SOURCE EXTRACT:
Exe0.1 Marie Louise Søndergaard
Executing Pain as Sadistic Computing
I execute the order, and directly he sees me in the state desired (de Sade, 2002, p. 273)
Go with the code
Arm yourself with drugs, magic and computing
Fuck with fucking and drift into abstraction
Zeros and ones turn me on(Cramer & Home, 2007, p. 162)
Algorithms, networks and code are ubiquitous elements of everyday life. Software pervades society, and consequently computers increasingly execute every aspect of human and nonhuman life. As information invades intimate spheres of human life — tracking actions and generating intimate data — our bodies become connected not only with our smartwatch and fridge, but also in larger political infrastructures. Code as language is performative. Hence, code executes power (Cox, 2015). The inherently violent relation of code and human being is executed in a state of permanent repetition. This exhaustive and programmed character of algorithms is analogue to the repetitive execution of sex and pain. As Bifo (2007) argues, “connected bodies are subjected to a kind of progressive inability to feel pleasure”, and in our ever-striving effort for feeling pleasure or desire, algorithmic living has become subject to compulsive repetition without realisation.

DIRECTION 1: Please rewrite the entries from the line containing "One point belongs to every instance of the truck windshield, in" through the end of the entries, putting "Label" in place of "Target" and changing nothing else.

STORED DATA:
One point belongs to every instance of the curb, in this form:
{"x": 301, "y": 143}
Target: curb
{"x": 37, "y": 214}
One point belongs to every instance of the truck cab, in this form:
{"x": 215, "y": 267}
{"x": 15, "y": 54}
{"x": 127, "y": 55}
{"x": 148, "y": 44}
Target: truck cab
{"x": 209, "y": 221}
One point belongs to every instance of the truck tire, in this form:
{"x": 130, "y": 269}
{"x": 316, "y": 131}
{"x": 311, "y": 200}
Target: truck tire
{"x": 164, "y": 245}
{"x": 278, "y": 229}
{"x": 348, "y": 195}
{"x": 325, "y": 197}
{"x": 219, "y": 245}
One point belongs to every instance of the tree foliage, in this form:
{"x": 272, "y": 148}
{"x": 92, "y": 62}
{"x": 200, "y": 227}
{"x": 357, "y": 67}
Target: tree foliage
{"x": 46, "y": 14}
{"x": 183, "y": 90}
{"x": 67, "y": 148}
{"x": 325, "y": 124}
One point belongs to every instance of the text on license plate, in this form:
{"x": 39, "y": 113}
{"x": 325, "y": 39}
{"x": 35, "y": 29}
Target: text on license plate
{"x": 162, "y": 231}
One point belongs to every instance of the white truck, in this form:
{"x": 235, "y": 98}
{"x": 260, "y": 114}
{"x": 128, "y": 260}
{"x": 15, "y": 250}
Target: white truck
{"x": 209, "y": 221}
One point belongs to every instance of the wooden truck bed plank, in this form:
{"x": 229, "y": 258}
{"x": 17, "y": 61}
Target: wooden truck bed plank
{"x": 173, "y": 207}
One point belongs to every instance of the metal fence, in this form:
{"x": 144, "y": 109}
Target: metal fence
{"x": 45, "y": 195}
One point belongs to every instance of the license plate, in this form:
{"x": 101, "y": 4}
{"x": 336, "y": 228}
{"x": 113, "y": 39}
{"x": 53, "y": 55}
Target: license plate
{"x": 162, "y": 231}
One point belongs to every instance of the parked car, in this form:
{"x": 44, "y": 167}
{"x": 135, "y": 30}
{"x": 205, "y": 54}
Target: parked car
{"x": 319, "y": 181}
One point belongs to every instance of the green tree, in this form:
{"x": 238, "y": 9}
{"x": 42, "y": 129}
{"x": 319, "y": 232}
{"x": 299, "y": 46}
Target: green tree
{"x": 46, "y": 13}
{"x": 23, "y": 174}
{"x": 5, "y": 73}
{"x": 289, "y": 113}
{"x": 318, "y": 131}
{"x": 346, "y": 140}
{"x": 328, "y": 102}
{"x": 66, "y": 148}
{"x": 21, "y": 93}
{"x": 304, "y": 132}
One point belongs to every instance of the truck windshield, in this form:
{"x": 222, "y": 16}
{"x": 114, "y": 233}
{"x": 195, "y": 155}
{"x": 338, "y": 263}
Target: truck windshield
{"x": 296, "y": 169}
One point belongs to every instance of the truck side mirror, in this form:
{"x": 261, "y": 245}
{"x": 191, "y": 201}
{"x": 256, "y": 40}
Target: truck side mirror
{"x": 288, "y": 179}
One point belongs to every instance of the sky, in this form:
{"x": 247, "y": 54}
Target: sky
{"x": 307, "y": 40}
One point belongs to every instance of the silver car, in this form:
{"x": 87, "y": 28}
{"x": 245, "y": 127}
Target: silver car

DIRECTION 2: Copy the passage on code and pain word for word from "Exe0.1 Marie Louise" to "2007, p. 162)".

COMPLETE OUTPUT 1:
One point belongs to every instance of the truck windshield, in this form:
{"x": 222, "y": 16}
{"x": 114, "y": 233}
{"x": 195, "y": 155}
{"x": 338, "y": 263}
Label: truck windshield
{"x": 296, "y": 169}
One point belongs to every instance of the truck side mirror, in this form:
{"x": 261, "y": 245}
{"x": 191, "y": 201}
{"x": 256, "y": 40}
Label: truck side mirror
{"x": 288, "y": 179}
One point belongs to every instance of the sky, in this form:
{"x": 247, "y": 54}
Label: sky
{"x": 307, "y": 40}
One point belongs to every instance of the silver car, in this form:
{"x": 87, "y": 28}
{"x": 245, "y": 127}
Label: silver car

COMPLETE OUTPUT 2:
Exe0.1 Marie Louise Søndergaard
Executing Pain as Sadistic Computing
I execute the order, and directly he sees me in the state desired (de Sade, 2002, p. 273)
Go with the code
Arm yourself with drugs, magic and computing
Fuck with fucking and drift into abstraction
Zeros and ones turn me on(Cramer & Home, 2007, p. 162)